Input for this task:
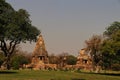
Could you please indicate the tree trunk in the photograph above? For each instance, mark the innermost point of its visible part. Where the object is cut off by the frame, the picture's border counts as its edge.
(6, 63)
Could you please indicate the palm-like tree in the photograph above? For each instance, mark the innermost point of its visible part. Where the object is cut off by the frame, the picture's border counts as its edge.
(93, 46)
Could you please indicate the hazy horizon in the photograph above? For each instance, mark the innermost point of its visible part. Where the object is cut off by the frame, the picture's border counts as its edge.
(66, 24)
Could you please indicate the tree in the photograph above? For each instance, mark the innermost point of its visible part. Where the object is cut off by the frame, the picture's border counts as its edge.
(111, 45)
(93, 45)
(15, 27)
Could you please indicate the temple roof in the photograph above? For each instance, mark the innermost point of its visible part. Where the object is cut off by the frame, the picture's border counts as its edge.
(40, 49)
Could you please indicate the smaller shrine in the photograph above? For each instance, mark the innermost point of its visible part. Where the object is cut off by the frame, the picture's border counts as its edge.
(40, 54)
(84, 60)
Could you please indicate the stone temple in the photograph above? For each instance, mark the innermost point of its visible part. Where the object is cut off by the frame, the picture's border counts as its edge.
(40, 54)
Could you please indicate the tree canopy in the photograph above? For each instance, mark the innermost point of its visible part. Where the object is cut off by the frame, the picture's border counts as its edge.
(15, 27)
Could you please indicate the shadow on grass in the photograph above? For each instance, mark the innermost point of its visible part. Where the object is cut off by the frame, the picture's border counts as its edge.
(107, 74)
(8, 72)
(77, 79)
(71, 79)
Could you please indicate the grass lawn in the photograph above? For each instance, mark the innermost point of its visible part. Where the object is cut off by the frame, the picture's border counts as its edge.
(55, 75)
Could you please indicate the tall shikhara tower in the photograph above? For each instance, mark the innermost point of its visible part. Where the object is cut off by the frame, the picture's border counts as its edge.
(40, 54)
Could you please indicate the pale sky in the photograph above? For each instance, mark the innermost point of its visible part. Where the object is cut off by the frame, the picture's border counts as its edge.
(66, 24)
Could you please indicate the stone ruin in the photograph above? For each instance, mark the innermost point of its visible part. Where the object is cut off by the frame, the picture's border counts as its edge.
(84, 60)
(40, 59)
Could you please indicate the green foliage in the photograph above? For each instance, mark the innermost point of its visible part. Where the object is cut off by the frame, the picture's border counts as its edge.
(71, 60)
(56, 75)
(111, 46)
(1, 59)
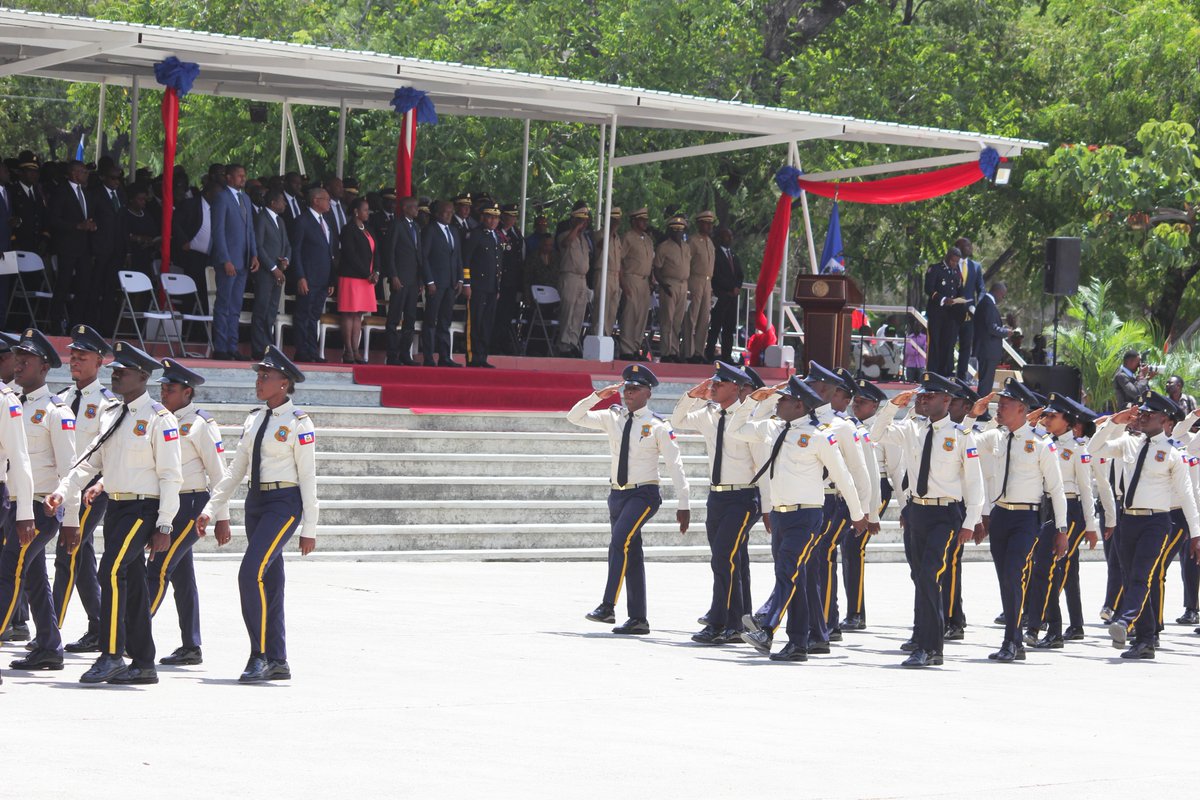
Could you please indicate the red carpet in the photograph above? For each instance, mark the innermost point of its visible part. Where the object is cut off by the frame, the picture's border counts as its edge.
(441, 390)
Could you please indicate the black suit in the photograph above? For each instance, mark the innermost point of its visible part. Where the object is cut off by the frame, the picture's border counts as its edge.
(727, 280)
(402, 260)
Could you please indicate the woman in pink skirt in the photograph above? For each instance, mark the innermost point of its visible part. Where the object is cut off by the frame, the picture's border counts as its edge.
(357, 276)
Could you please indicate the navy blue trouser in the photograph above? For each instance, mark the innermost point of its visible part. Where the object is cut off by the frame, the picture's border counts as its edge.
(76, 570)
(23, 572)
(1143, 546)
(125, 605)
(1013, 536)
(271, 519)
(729, 521)
(177, 567)
(798, 534)
(934, 531)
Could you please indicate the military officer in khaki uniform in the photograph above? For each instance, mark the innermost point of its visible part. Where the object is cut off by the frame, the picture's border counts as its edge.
(636, 262)
(672, 265)
(700, 288)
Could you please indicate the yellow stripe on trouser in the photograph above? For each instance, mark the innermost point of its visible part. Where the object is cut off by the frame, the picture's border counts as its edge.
(733, 553)
(113, 609)
(166, 563)
(75, 551)
(262, 590)
(624, 564)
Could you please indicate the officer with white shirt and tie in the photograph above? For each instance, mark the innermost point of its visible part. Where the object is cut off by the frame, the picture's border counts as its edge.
(636, 438)
(803, 450)
(138, 453)
(1158, 480)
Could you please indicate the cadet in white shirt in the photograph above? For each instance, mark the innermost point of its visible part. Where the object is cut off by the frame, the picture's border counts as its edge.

Objective: Copy the data exactly. Any picture it contains is to be omitted.

Task result:
Could you please indicate the tree trunk in the photograph above? For each instance, mark the innermost point of its visible part. Where the object is cut off by the frame, the picture's border counts as its edge.
(6, 63)
Could you please indicate the palm-like tree in the photograph above? For each instance, mark the innermost point of its visible part. Where the object is cut off by the frame, the picture's border counts as its edge.
(93, 46)
Could you please indicate the hazy horizon in the photograph above? For each instance, mark the innermost point of its visible part. Where the object is cut off by the frame, the picture's border counts as its edge.
(66, 24)
Could you please indicate the tree in the photograph above? For each instance, mark the innermost point of its visible part. Where the object is cut off by the frame, the picture's border counts as its edge.
(111, 45)
(93, 45)
(15, 27)
Could you please indicate the temple roof in the photograph above? For each instance, mark the innermost point of its visible part. Where the object is cut off by the frame, the picture's border counts as its edge.
(40, 49)
Could you please indicate the smaller shrine in the photograph above? For each instance, mark the innermost point of its visible part. Where the object is cut off by the frame, the picture's border counts as its edge.
(40, 54)
(84, 60)
Could you please indicate the stone temple in the photograph above? For each instance, mark the innermost point of its visible part. Where the object is cut off by the frame, the picture's border counts as its edge.
(40, 54)
Could you please indicate the tree canopy in the photograph above? For each instance, mark the innermost point of its visible part. Where the object is cut off by the frame, the picture's border counts as its edge.
(15, 27)
Could you please indicate the shadow on grass in the photograph above? For each instance, mark the innermost point of its visible part. Where the object is cut off by the frame, the picture's border counts as its edge.
(107, 74)
(8, 72)
(77, 79)
(71, 79)
Could you please indicate the grass lawn in the photograph above? For each instance, mark the innermost point of its visible part. Where the object is cut off by the frame, the picture's border counts as its edge.
(55, 75)
Could you please indicate the tall shikhara tower in the photograph above? For each instance, mark the innermost point of its visible part. Where the object is cut off by the frame, the picture's border counts as its edge.
(40, 54)
Could you please indicate the pale sky in the photograph above? For each instance, mark the innermost point of its visible part. Where the object is cut off by the frame, the picture's border counts as its edge.
(66, 24)
Could you please indicate the stone ruin in the photograph above? For each instance, mark the innermost point of its visible part. Where the object is cut off by the frame, the picture's border counts as its edge.
(84, 60)
(40, 59)
Could you please indicate the green foliage in the photograph above? For each instance, mark the innermost point of its visible part. Where the object is cut off by the frame, the picture's border counts as its edge.
(71, 60)
(56, 75)
(111, 46)
(1, 59)
Could you please indicate the red carpet in the photograph above? For each instance, mark the innermost point of its visible part. Where the object is cut off by the frame, the picture's border counts as its edge.
(441, 390)
Could you please indicate the black suit in the photograph above? For each instance, mark the innermost point of its visible part. Where the object is cut off by the frame, the picture's border counts as its edge.
(727, 280)
(402, 260)
Could you please indicate the woman in pink skirt in the photograph above? For each instance, mark the innermost point of its visible part. Where the object is cut off by the frame, the picture's border counts as its edge.
(357, 276)
Could you please indicate the navy blue trouser in the photograph above? For each instance, mark the innermost point of its visible part. Where the object is cut off by the frame, the picture's border counts as its edge.
(76, 570)
(23, 572)
(1143, 546)
(125, 605)
(1013, 536)
(271, 519)
(729, 521)
(177, 567)
(798, 534)
(934, 531)
Could you please indicate the military officer in khaki uniform in the photograph above? For each instance, mark the innermost point of its visible part. Where the object is cut off by the frame, the picture's border counts as its edge.
(636, 262)
(672, 265)
(700, 288)
Could you please indicate the yellow stripe on trouser in the photograph above? For each instance, mark the innermost point of its visible part. Where the object is cut off by the frame, the picture's border counts as its edge.
(733, 553)
(113, 609)
(166, 563)
(75, 551)
(262, 590)
(624, 564)
Could you please indicate the officer with white shirt and tie in the photograph above? For each instance, mark the innermost point of its visible part. Where the object is cut off by the frame, the picture's border counts as its edge.
(636, 438)
(803, 450)
(138, 453)
(1158, 480)
Could you please indicate the cadet in white shirt in the photograph above? For each instance, mark the innermost point of its visible part. Where the object is cut off by the frame, the picture's border counts as its edge.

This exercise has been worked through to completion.